Exercise aim :: Work out how many lines in the records below contain the string "stone" and give only that number. Case counts.

Task input ::

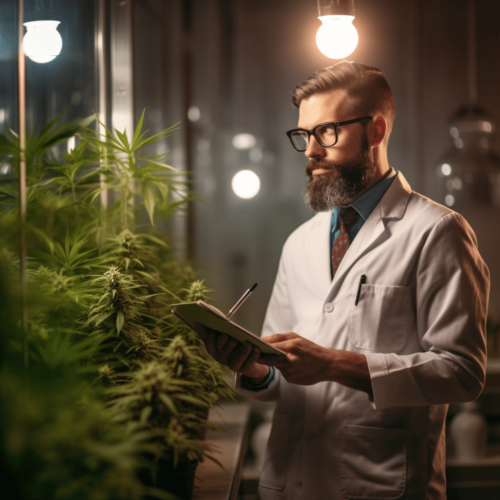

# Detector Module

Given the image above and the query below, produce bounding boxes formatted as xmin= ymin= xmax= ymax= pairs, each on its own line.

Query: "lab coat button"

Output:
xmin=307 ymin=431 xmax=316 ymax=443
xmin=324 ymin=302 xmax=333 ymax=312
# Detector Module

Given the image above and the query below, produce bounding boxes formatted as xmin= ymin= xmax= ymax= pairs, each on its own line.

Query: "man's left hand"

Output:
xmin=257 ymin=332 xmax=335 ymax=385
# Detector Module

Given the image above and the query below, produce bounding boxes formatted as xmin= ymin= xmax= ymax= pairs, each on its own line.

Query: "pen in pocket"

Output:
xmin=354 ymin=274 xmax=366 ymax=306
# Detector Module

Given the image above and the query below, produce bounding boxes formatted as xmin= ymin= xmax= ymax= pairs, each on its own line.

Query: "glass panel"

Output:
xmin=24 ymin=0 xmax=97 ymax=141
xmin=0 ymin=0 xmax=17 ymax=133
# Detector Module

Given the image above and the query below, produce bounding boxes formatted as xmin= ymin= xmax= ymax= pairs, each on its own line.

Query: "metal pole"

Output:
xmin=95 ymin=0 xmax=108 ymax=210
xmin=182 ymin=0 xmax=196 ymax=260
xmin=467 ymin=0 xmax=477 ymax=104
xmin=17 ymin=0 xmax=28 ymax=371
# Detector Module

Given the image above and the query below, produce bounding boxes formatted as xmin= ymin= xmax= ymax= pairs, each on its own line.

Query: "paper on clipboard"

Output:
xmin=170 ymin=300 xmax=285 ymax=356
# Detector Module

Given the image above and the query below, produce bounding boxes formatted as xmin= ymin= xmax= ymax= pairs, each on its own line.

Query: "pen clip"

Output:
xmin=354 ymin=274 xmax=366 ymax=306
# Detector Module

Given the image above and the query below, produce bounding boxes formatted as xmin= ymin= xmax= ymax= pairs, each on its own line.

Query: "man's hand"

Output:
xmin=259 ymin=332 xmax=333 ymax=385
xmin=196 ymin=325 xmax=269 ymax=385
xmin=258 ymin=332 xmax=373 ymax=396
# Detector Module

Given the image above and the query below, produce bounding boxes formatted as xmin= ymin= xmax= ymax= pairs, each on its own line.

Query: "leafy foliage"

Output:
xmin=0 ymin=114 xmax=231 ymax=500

==

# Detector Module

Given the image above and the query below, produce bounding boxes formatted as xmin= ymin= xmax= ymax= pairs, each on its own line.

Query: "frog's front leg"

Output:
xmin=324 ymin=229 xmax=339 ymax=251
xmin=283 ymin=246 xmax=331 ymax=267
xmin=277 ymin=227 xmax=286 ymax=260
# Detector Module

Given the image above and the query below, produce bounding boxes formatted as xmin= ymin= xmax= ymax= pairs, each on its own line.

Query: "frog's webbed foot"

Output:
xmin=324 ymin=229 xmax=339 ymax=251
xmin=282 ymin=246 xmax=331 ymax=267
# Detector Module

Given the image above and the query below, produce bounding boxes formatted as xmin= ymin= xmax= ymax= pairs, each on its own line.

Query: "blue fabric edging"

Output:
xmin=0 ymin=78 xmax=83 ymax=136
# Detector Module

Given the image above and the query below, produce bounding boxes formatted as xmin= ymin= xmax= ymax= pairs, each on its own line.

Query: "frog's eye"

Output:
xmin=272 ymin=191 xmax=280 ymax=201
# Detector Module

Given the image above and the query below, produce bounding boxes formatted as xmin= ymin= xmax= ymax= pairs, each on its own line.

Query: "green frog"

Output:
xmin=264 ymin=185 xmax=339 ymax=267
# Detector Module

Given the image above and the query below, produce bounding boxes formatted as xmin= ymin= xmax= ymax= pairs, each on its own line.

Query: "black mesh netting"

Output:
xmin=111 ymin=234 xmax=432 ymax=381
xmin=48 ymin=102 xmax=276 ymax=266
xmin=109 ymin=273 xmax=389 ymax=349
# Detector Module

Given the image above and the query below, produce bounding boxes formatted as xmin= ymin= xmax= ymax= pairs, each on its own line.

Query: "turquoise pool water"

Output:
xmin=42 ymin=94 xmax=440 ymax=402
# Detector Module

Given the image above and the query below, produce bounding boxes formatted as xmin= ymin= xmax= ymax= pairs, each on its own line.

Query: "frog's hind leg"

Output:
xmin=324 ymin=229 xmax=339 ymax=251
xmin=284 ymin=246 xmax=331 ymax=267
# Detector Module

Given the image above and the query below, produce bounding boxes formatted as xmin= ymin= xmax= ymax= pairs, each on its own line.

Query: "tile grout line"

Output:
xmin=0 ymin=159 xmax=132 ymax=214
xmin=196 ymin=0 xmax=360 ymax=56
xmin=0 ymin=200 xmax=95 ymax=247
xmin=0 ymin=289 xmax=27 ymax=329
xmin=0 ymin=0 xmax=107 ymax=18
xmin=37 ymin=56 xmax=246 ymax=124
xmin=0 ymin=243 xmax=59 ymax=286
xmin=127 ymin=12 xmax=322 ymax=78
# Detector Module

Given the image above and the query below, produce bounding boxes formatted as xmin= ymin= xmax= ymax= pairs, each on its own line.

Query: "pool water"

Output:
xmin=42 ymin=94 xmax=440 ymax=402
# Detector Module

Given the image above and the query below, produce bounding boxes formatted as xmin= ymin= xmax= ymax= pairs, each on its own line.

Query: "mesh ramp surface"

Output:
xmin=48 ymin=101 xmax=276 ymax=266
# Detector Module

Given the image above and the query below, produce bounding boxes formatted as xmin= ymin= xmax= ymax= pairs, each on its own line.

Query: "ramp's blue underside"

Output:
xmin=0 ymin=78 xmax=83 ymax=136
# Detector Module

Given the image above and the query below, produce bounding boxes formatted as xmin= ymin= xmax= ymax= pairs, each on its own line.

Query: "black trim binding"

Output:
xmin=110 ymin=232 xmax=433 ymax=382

---

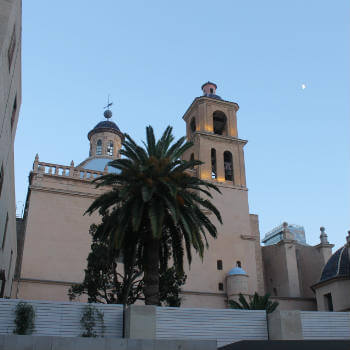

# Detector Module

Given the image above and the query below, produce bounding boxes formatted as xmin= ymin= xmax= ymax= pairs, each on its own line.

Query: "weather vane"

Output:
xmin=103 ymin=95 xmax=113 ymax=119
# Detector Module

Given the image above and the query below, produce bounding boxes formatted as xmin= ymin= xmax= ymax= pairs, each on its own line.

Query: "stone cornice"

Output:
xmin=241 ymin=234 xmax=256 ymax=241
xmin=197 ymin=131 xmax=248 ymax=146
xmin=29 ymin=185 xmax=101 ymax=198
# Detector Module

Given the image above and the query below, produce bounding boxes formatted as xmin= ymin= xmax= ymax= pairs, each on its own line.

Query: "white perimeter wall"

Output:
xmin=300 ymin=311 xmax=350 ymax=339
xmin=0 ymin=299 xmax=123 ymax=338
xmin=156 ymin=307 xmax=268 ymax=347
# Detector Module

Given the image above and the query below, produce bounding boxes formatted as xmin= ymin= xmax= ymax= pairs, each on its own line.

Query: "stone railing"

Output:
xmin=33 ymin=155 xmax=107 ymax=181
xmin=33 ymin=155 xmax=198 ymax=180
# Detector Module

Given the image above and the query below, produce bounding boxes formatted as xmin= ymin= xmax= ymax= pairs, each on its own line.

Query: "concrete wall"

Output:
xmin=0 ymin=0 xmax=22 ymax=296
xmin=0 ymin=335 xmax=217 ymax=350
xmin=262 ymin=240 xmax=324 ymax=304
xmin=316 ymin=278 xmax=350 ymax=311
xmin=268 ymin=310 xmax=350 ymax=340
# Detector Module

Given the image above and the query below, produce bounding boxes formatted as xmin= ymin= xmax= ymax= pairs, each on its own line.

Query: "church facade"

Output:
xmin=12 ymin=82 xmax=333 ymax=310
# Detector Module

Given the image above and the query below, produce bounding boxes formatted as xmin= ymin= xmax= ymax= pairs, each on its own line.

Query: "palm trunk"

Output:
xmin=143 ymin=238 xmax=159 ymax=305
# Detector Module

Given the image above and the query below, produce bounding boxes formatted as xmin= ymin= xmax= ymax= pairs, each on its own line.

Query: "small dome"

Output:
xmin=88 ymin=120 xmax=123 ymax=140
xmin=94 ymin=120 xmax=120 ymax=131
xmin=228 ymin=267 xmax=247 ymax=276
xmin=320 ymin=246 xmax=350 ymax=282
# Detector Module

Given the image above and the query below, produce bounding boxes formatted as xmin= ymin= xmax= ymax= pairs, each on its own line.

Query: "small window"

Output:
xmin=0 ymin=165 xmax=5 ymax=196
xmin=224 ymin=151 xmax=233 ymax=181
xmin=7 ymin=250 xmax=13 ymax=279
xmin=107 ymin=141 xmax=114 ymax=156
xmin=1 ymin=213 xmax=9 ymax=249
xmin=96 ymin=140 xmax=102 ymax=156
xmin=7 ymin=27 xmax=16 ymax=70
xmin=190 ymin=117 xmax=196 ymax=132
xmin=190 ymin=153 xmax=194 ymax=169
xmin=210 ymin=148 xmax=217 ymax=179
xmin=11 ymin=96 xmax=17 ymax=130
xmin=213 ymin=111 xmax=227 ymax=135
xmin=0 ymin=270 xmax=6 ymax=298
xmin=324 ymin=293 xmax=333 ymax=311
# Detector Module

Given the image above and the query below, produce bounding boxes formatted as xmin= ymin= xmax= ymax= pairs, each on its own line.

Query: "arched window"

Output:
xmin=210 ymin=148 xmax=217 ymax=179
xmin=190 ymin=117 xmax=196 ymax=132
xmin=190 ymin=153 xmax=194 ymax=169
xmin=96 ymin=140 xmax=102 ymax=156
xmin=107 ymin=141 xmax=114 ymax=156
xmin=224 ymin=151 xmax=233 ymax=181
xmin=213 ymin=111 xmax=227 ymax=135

Correct output :: 2